_Activity_
Look through the material and copy each line holding "shirt".
── Recorded data ──
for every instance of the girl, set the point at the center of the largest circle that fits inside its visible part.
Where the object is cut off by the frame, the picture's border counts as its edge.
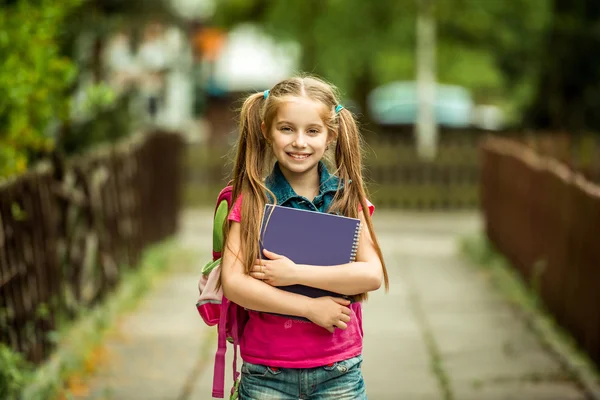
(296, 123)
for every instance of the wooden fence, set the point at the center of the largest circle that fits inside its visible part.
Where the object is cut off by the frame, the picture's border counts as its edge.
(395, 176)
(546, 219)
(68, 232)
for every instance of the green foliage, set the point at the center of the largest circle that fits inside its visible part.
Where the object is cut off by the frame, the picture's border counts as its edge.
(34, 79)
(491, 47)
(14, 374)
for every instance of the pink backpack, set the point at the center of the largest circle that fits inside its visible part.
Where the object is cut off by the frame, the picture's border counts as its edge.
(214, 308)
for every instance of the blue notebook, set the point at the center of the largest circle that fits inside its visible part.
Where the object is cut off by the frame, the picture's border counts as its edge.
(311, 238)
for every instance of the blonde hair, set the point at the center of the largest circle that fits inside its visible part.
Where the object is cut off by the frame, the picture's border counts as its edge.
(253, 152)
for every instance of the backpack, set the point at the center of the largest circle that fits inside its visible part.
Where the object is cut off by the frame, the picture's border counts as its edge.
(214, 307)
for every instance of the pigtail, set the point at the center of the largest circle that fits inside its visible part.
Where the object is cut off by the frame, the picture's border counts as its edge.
───
── Recorded data ──
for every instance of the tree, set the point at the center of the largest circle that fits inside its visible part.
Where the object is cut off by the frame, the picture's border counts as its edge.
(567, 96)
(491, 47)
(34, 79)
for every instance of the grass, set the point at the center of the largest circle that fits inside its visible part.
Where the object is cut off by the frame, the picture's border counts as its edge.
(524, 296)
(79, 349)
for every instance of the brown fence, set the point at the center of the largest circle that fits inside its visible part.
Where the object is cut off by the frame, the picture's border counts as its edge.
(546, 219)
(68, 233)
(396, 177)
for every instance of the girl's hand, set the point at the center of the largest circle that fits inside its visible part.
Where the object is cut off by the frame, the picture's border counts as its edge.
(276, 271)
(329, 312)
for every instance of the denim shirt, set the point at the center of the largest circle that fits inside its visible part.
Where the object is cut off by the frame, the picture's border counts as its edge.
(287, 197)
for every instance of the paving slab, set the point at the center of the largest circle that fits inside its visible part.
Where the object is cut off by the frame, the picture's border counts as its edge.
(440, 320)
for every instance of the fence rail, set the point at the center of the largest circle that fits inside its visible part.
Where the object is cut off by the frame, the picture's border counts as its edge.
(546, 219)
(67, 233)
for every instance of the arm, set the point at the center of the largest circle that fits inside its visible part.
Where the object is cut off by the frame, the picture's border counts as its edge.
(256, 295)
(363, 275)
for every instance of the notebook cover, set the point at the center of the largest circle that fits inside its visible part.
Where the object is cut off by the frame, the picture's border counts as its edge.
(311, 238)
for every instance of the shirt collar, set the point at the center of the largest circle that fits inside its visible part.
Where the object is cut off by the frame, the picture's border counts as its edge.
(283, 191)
───
── Recorded data ──
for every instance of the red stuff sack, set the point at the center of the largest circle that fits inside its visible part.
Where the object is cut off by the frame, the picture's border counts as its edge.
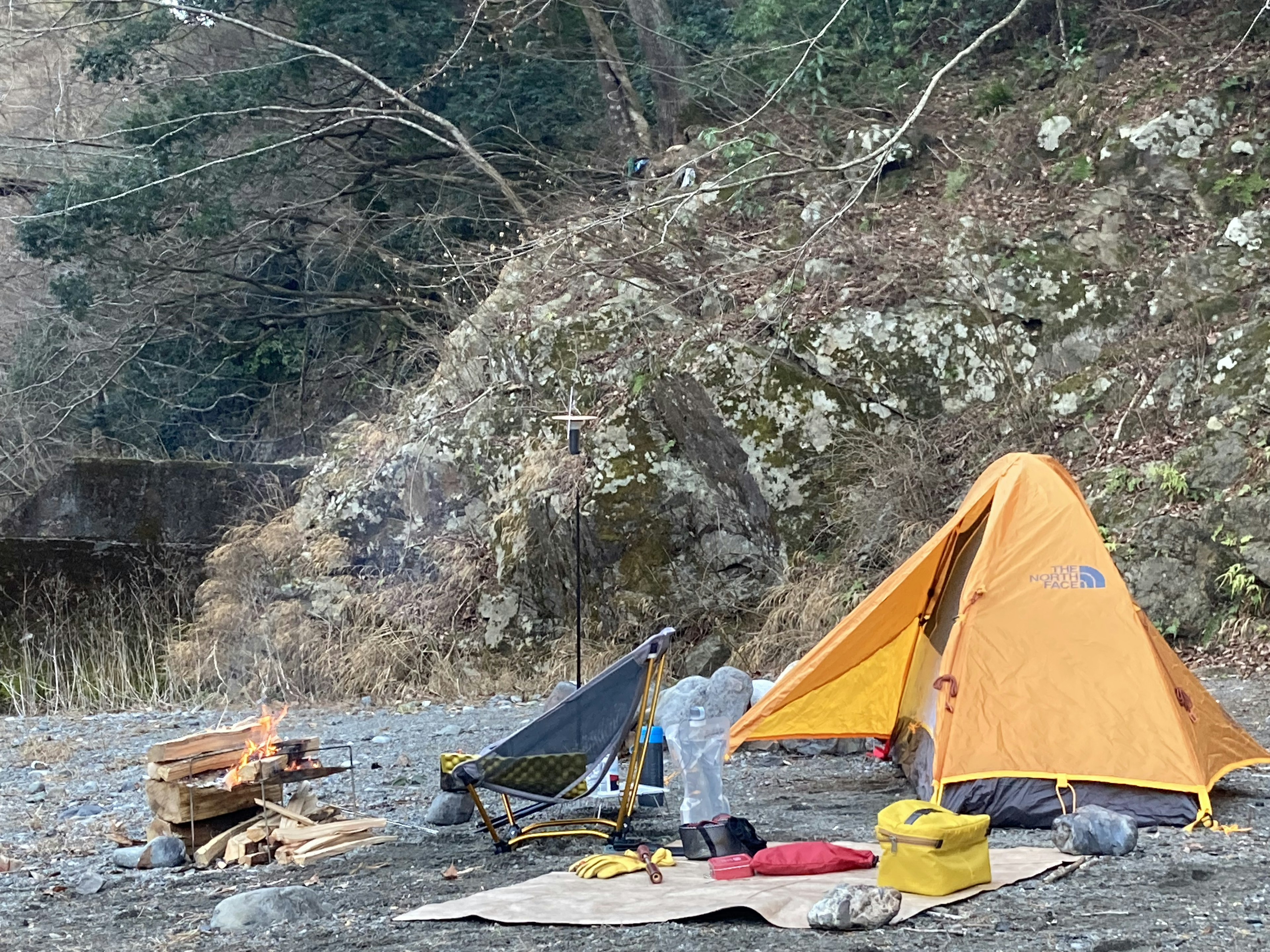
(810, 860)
───
_Response to this exercise_
for every instance of the denim shirt, set the point at the center of the largest circle that fits inside its visible part.
for every instance of the shirt collar, set the point at the center of the largest circle that fits inside its visible part.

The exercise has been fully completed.